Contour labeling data
_ _ _ _ _
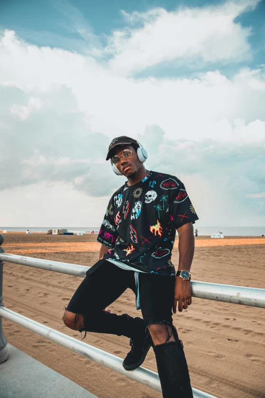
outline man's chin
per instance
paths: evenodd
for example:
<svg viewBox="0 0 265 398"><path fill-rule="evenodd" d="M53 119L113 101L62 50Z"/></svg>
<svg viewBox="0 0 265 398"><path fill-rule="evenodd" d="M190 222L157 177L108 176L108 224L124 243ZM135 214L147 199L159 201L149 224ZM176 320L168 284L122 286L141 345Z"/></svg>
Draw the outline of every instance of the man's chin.
<svg viewBox="0 0 265 398"><path fill-rule="evenodd" d="M136 171L129 171L128 172L128 173L126 173L126 174L124 174L123 175L124 175L127 178L133 178L135 176L136 174Z"/></svg>

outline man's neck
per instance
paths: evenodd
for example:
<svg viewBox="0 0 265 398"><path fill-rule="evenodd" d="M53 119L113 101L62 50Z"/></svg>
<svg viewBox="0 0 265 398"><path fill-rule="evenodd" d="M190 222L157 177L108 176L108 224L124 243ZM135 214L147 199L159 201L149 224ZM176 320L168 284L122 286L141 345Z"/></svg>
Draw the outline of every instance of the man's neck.
<svg viewBox="0 0 265 398"><path fill-rule="evenodd" d="M127 177L128 182L127 182L127 185L129 187L130 185L135 185L136 184L138 183L138 182L142 181L145 177L146 177L149 172L150 171L146 170L144 167L143 167L131 177Z"/></svg>

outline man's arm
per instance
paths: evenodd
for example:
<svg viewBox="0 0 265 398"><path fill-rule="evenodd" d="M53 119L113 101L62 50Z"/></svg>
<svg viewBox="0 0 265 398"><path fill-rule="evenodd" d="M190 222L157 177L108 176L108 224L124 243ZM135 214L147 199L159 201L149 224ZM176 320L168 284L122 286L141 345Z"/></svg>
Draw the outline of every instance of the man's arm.
<svg viewBox="0 0 265 398"><path fill-rule="evenodd" d="M104 244L101 245L101 247L100 250L100 260L101 260L103 258L104 254L106 254L107 251L109 250L109 248L104 246Z"/></svg>
<svg viewBox="0 0 265 398"><path fill-rule="evenodd" d="M179 234L179 260L178 270L190 270L194 255L194 234L192 223L187 223L178 228ZM177 311L177 302L180 312L184 308L191 304L191 285L189 281L184 281L180 277L177 277L175 284L174 302L173 312Z"/></svg>

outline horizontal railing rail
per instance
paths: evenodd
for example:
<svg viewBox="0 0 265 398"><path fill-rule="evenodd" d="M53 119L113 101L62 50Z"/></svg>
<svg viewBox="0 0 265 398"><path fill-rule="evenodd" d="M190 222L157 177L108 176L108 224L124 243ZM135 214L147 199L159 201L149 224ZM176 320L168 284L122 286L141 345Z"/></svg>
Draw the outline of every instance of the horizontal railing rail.
<svg viewBox="0 0 265 398"><path fill-rule="evenodd" d="M3 237L0 235L1 238ZM0 241L0 246L3 240ZM5 253L0 247L0 360L1 347L5 348L7 344L2 329L1 317L4 317L89 359L161 392L157 373L142 367L132 372L125 371L122 366L122 359L119 357L4 308L4 297L2 296L3 266L1 266L4 264L4 261L82 277L85 277L87 270L90 268L76 264L9 254ZM195 281L192 281L191 284L193 297L265 308L265 289ZM196 388L192 388L192 390L194 398L216 398Z"/></svg>
<svg viewBox="0 0 265 398"><path fill-rule="evenodd" d="M125 371L122 366L123 360L113 354L101 350L86 343L77 340L54 329L42 325L28 318L17 314L11 310L0 307L0 315L10 321L20 325L35 333L40 334L63 347L69 348L78 354L97 362L115 372L132 379L142 384L148 386L157 391L161 391L158 375L155 372L142 366L135 371ZM196 388L192 388L194 398L216 398Z"/></svg>
<svg viewBox="0 0 265 398"><path fill-rule="evenodd" d="M0 253L1 261L84 278L87 270L90 268L77 264ZM264 289L197 281L191 281L191 284L192 296L194 297L265 308Z"/></svg>

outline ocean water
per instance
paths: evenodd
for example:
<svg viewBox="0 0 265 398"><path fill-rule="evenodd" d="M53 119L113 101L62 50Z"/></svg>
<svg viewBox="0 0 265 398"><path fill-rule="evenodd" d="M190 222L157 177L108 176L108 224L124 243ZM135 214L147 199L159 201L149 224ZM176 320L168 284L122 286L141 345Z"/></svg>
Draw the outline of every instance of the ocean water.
_ _ _ _ _
Goal => Format every line of the data above as a Markdown table with the columns Row and Data line, numbering the rows and skipping blank lines. Leave the picture out.

Exercise response =>
| Row | Data line |
|---|---|
| 1 | outline man's chin |
| 2 | per instance |
| 3 | paths: evenodd |
| 4 | for example: |
| 5 | <svg viewBox="0 0 265 398"><path fill-rule="evenodd" d="M53 119L113 101L62 50Z"/></svg> |
| 6 | <svg viewBox="0 0 265 398"><path fill-rule="evenodd" d="M190 222L157 177L108 176L108 224L124 243ZM135 214L147 199L159 201L149 224ZM176 320L168 284L122 286L141 345Z"/></svg> |
| 7 | Draw the outline of every instance of the man's chin. |
| 8 | <svg viewBox="0 0 265 398"><path fill-rule="evenodd" d="M136 171L129 171L128 172L128 173L126 173L126 174L124 174L123 175L124 175L127 178L133 178L135 176L136 174Z"/></svg> |
| 9 | outline man's neck |
| 10 | per instance |
| 11 | paths: evenodd |
| 12 | for example: |
| 13 | <svg viewBox="0 0 265 398"><path fill-rule="evenodd" d="M53 119L113 101L62 50Z"/></svg> |
| 14 | <svg viewBox="0 0 265 398"><path fill-rule="evenodd" d="M190 222L157 177L108 176L108 224L124 243ZM135 214L147 199L159 201L149 224ZM176 320L168 284L122 286L141 345Z"/></svg> |
| 15 | Draw the outline of every instance of the man's neck. |
| 16 | <svg viewBox="0 0 265 398"><path fill-rule="evenodd" d="M127 177L128 182L127 182L127 185L129 187L130 185L135 185L136 184L138 183L138 182L142 181L145 177L146 177L149 172L150 171L146 170L144 167L143 167L131 177Z"/></svg> |
| 17 | outline man's arm |
| 18 | per instance |
| 19 | paths: evenodd |
| 20 | for example: |
| 21 | <svg viewBox="0 0 265 398"><path fill-rule="evenodd" d="M53 119L113 101L62 50Z"/></svg> |
| 22 | <svg viewBox="0 0 265 398"><path fill-rule="evenodd" d="M190 222L157 177L108 176L108 224L124 243ZM135 214L147 199L159 201L149 224ZM176 320L168 284L122 286L141 345Z"/></svg> |
| 23 | Draw the outline of every instance of the man's arm. |
| 24 | <svg viewBox="0 0 265 398"><path fill-rule="evenodd" d="M104 244L101 245L101 247L100 250L100 260L101 260L103 258L104 254L106 254L107 251L109 250L109 248L104 246Z"/></svg> |
| 25 | <svg viewBox="0 0 265 398"><path fill-rule="evenodd" d="M179 234L179 260L178 270L190 270L194 255L194 234L192 223L187 223L178 228ZM177 311L177 302L180 312L184 308L191 304L191 285L189 281L184 281L180 277L177 277L175 284L174 302L173 312Z"/></svg> |
| 26 | outline horizontal railing rail |
| 27 | per instance |
| 28 | paths: evenodd |
| 29 | for example: |
| 30 | <svg viewBox="0 0 265 398"><path fill-rule="evenodd" d="M53 119L113 101L62 50Z"/></svg> |
| 31 | <svg viewBox="0 0 265 398"><path fill-rule="evenodd" d="M190 222L157 177L108 176L108 224L124 243ZM135 214L147 199L159 201L149 224ZM176 320L168 284L122 286L141 345Z"/></svg> |
| 32 | Draw the outline of every instance of the horizontal railing rail. |
| 33 | <svg viewBox="0 0 265 398"><path fill-rule="evenodd" d="M3 237L0 235L1 238ZM0 241L0 246L3 240ZM5 253L0 247L0 360L1 347L5 348L7 344L2 329L1 317L4 317L89 359L161 392L157 373L142 367L132 372L125 371L122 366L122 359L119 357L4 308L4 297L2 296L3 266L1 266L4 264L4 261L82 277L85 277L87 270L90 268L76 264L9 254ZM195 281L192 281L191 284L193 297L265 308L265 289ZM196 388L192 388L192 390L194 398L216 398Z"/></svg> |
| 34 | <svg viewBox="0 0 265 398"><path fill-rule="evenodd" d="M125 371L122 366L123 360L113 354L101 350L86 343L77 340L54 329L42 325L28 318L17 314L11 310L0 307L0 315L10 321L20 325L35 333L40 334L63 347L69 348L78 354L97 362L115 372L132 379L142 384L148 386L157 391L161 391L158 375L155 372L142 366L135 371ZM196 388L192 388L194 398L216 398Z"/></svg> |
| 35 | <svg viewBox="0 0 265 398"><path fill-rule="evenodd" d="M0 253L1 261L84 278L87 270L90 268L77 264ZM264 289L197 281L191 281L191 284L192 296L194 297L265 308Z"/></svg> |
| 36 | outline ocean water |
| 37 | per instance |
| 38 | paths: evenodd |
| 39 | for example: |
| 40 | <svg viewBox="0 0 265 398"><path fill-rule="evenodd" d="M53 119L113 101L62 50Z"/></svg> |
| 41 | <svg viewBox="0 0 265 398"><path fill-rule="evenodd" d="M190 222L157 177L108 176L108 224L124 243ZM135 214L147 199L159 201L149 224ZM176 320L168 284L122 286L141 345Z"/></svg> |
| 42 | Draw the outline of every instance of the ocean water. |